- [Task to carry out] Please answer from the passage on populism and autocratic legalism: according to Scheppele, when does autocratic legalism appear?

- [Selected passage]
※ ※ ※
Populism and autocratic legalism

Over the past decade, the consolidation of democracy all around Europe has been put on hold, or in some cases even backslid. Recent major events1 have forced the expansion of repressed political parties have won seats in parliaments, participated in parliamentary and governmental coalitions, or achieved absolute victory in general and/or presidential elections. Even the mainstream parties of the moderate centre-left or centre-right have pushed forward more radical political agendas, influenced by the spectre of populism which haunts the democratic world today.

Many recent studies about populism describe what appear to be its common features, document its history and predict its future (see selective bibliography at the end of the article). In the context of this broader literature, I will use the term ‘populism’ to describe a political phenomenon specific to current modern representative democracy which, among other features, strongly champions popular sovereignty and majority rule, but opposes minority rights and pluralism.

As Mudde and Kaltwasser put it, populist leaders are not at odds with democracy itself, rather with liberal democracy, especially with its specific feature of pluralism. Their main ideological argument is based on splitting society into two antagonistic groups: on one hand, the ‘pure people’ represented exclusively by the populist leaders, and on the other, the ‘corrupt elite’ against whom they struggle. This so-called ideology of populism inevitably generates specific anti-pluralist constitutional and legal reforms. The aim of these reforms is the elimination or curtailment of control mechanisms inherent to any classical constitutional liberal democracy, such as independence of the judiciary, guarantees and protection mechanisms for fundamental human rights and liberties, independence and powers of constitutional tribunals, the role and autonomy of independent regulatory agencies, the role of the parliamentary opposition, etc.

One major consequence of the populists’ constitutional and legal reforms is called autocratic legalism. Scheppele argues that autocratic legalism appears when electoral mandates plus constitutional and legal change are used in the service of an illiberal agenda.

Populist leaders are not at odds with democracy itself, rather with liberal democracy, especially with its specific feature of pluralism.
※ ※ ※
- [Data excerpts]
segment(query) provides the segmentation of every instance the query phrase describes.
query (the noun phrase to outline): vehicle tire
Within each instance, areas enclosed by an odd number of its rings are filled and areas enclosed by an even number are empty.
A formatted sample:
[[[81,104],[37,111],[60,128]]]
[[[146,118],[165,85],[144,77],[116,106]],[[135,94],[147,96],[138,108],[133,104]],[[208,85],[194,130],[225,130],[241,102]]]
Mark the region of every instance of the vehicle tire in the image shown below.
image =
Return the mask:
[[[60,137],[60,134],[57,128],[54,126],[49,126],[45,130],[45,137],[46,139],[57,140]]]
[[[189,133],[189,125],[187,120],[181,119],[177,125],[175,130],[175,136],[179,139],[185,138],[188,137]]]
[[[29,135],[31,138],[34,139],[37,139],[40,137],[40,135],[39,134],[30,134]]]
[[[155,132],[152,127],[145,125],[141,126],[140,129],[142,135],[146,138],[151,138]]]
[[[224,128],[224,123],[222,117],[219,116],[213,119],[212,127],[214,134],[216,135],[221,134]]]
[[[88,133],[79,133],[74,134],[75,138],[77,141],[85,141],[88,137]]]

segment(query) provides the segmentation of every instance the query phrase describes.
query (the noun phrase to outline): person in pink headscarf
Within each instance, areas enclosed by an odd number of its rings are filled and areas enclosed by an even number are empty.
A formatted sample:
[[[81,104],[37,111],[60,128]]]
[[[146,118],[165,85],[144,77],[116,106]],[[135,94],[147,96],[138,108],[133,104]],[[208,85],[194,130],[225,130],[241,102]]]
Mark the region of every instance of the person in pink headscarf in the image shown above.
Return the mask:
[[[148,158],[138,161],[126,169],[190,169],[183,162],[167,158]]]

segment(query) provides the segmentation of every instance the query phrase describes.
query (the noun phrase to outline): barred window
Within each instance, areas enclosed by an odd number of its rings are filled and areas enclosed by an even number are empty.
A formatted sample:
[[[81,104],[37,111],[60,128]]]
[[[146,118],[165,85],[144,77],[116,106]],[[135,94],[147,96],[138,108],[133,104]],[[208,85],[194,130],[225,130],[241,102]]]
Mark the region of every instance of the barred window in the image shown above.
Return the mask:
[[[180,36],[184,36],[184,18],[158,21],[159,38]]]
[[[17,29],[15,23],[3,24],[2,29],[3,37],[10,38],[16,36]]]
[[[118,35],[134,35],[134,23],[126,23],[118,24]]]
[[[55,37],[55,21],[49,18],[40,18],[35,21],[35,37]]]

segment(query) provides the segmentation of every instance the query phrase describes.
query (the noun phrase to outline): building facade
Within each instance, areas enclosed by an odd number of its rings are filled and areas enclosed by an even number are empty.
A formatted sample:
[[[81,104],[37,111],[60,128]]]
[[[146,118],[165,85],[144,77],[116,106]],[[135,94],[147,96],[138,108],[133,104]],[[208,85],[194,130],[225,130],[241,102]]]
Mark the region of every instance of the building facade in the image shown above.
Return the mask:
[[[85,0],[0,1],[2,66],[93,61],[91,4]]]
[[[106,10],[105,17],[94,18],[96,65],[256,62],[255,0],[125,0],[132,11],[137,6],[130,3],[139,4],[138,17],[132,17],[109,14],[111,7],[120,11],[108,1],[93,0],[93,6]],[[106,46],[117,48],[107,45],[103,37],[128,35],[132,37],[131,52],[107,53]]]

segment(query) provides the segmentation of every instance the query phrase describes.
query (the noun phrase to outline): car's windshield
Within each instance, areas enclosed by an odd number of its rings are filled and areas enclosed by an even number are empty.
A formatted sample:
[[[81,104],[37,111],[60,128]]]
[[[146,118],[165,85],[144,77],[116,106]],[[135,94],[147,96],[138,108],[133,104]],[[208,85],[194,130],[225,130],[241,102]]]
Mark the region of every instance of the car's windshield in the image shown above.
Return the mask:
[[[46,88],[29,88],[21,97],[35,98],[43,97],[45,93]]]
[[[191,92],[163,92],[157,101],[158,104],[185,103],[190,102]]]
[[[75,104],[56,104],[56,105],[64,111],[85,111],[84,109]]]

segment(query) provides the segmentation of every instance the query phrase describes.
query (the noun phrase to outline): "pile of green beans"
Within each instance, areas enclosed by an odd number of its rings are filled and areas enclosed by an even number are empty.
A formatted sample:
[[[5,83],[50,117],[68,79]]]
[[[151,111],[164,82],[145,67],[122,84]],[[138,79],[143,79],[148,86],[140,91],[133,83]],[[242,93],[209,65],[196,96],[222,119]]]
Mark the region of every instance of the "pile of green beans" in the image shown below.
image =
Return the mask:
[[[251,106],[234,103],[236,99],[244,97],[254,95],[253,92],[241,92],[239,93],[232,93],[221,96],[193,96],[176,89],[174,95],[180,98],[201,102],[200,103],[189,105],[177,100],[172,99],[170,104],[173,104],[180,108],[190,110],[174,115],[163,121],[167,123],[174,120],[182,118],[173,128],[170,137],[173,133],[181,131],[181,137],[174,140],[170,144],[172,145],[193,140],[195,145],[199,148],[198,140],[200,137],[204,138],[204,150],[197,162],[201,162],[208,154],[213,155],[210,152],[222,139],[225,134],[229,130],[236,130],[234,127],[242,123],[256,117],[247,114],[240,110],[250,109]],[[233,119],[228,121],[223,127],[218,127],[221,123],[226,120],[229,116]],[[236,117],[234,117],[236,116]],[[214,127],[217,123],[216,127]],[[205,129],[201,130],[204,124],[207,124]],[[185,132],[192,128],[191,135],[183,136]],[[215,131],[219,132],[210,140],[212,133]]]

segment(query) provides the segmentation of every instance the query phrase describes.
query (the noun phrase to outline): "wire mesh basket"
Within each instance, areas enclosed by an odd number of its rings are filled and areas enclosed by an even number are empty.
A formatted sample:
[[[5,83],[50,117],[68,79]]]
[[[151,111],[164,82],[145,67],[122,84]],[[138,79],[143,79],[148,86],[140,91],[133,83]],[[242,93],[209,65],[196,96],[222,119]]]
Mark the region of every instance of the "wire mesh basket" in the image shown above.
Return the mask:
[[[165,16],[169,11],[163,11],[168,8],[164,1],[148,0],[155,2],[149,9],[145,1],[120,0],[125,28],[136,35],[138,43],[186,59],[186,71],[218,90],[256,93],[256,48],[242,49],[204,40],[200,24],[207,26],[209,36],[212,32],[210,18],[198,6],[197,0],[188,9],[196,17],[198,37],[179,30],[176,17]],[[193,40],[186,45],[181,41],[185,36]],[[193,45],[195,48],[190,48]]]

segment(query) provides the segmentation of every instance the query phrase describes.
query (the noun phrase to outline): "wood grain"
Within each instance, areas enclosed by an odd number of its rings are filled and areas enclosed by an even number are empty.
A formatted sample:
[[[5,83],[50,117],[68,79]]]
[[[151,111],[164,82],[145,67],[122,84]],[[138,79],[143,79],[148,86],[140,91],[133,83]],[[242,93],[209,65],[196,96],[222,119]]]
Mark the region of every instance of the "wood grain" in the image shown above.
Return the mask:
※ ※ ※
- [Result for this task] Autocratic legalism appears when electoral mandates plus constitutional and legal change are used in the service of an illiberal agenda.